+++ Passage given
Screenshot of a video interview with Yuli Riswati. YouTube video by singintaiwan.

Award-winning Indonesian writer, citizen journalist, and migrant domestic worker Yuli Riswati, who covered the protests in Hong Kong since June, was deported on 2 December 2019 for having an expired work visa.

Yuli has been working in Hong Kong as a domestic worker for 10 years. But she is also a photographer and writer who documents the situation for Indonesian migrant workers in Hong Kong. She was recognized by the Taiwan Literature Award for Migrants in 2018 for her work about the impact of sexual violence and trauma experienced by Indonesian migrant workers.

Since June, she spent her days off covering the weekly rallies in Hong Kong to inform her fellow Indonesian workers about the protest movement. She said her aim is to help migrant workers understand the protests instead of being misled by online disinformation.

Hong Kong-based civic groups believed that her arrest and deportation were politically motivated and they organized a solidarity protest for Yuli on 7 December:

Yuli was arrested by the immigration authorities at her workplace because of an expired work visa on 23 September, after news reports were made about her and her stance in support of Hong Kong people. She has a valid contract for two years which she signed early this year but forgot to renew her visa which expired in July. She said she forgot to do this because she had to renew her passport first.

According to the International Domestic Workers Federation, immigration authorities often allow those with expired visas to continue working as long as employers will guarantee the contract and explain the situation in writing. Yuli and her employer did this but she was still arrested.

Her petition was denied and she spent 28 days in a detention center where she was lured into withdrawing her appeal for visa extension:

I wrote that I withdraw my visa because I am being detained for too long and don’t know when I can go back. Again the officer said I cannot write that because the lawyer will give them troubles. In the end, against my will, I have to write I withdraw the visa, and I will go back to Indonesia to apply for a visa again.
++++++
+++ Recorded information
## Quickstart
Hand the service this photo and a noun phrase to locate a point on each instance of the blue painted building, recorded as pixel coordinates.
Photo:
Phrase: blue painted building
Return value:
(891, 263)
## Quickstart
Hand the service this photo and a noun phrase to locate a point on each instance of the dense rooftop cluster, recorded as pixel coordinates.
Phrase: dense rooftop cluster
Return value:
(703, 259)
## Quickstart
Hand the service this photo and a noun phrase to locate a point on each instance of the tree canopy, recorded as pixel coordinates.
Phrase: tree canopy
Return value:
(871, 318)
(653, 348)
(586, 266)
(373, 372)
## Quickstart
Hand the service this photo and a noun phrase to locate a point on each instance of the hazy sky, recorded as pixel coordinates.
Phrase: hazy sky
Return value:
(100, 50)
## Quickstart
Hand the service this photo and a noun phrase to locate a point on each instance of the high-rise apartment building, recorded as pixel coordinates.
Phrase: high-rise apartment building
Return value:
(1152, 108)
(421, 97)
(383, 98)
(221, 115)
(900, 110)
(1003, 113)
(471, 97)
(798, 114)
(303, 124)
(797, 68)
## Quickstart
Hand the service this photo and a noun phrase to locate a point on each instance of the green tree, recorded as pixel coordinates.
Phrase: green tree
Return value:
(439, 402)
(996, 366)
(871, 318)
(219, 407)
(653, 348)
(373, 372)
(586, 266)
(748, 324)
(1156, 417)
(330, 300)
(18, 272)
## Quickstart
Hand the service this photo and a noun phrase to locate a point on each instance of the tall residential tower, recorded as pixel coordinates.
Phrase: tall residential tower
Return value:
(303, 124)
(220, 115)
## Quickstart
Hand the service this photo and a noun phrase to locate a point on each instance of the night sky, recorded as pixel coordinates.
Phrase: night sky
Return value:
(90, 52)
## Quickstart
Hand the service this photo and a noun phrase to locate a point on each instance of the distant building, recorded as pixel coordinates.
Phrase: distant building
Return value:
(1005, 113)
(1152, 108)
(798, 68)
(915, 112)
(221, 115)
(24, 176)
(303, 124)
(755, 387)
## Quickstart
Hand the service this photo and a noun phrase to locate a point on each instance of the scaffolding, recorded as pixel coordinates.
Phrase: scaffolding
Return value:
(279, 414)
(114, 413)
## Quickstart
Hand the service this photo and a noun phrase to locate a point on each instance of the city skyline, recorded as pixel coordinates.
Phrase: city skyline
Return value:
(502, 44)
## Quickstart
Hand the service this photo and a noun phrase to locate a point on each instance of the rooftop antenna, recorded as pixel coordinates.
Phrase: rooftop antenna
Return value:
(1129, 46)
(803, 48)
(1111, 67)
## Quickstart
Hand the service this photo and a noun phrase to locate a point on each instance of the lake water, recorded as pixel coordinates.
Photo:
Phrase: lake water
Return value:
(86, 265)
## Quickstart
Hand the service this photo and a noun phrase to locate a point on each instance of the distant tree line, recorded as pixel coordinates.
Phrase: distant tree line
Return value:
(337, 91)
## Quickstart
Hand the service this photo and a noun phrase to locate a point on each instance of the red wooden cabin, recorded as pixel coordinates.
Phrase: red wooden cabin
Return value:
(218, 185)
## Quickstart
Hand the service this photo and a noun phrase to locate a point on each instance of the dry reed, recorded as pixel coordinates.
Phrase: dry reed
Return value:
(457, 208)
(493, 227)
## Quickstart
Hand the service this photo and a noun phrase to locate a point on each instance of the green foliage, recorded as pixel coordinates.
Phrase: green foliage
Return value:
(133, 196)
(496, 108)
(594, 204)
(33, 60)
++++++
■ **Aim 1**:
Decide whether each statement below agrees with the article on Yuli Riswati. For each one, answer yes or no and quote the exact words from the article that settle it. (a) Yuli had worked in Hong Kong as a domestic worker for 10 years. (b) Her work visa expired in September. (c) The solidarity protest for Yuli was held on 2 December.
■ **Aim 2**:
How many lines of the rows contain the word "night"? Case counts, and your reply should be only the number.

■ **Task result 1**:
(a) Yes: "Yuli has been working in Hong Kong as a domestic worker for 10 years."
(b) No: "forgot to renew her visa which expired in July."
(c) No: "they organized a solidarity protest for Yuli on 7 December"

■ **Task result 2**:
2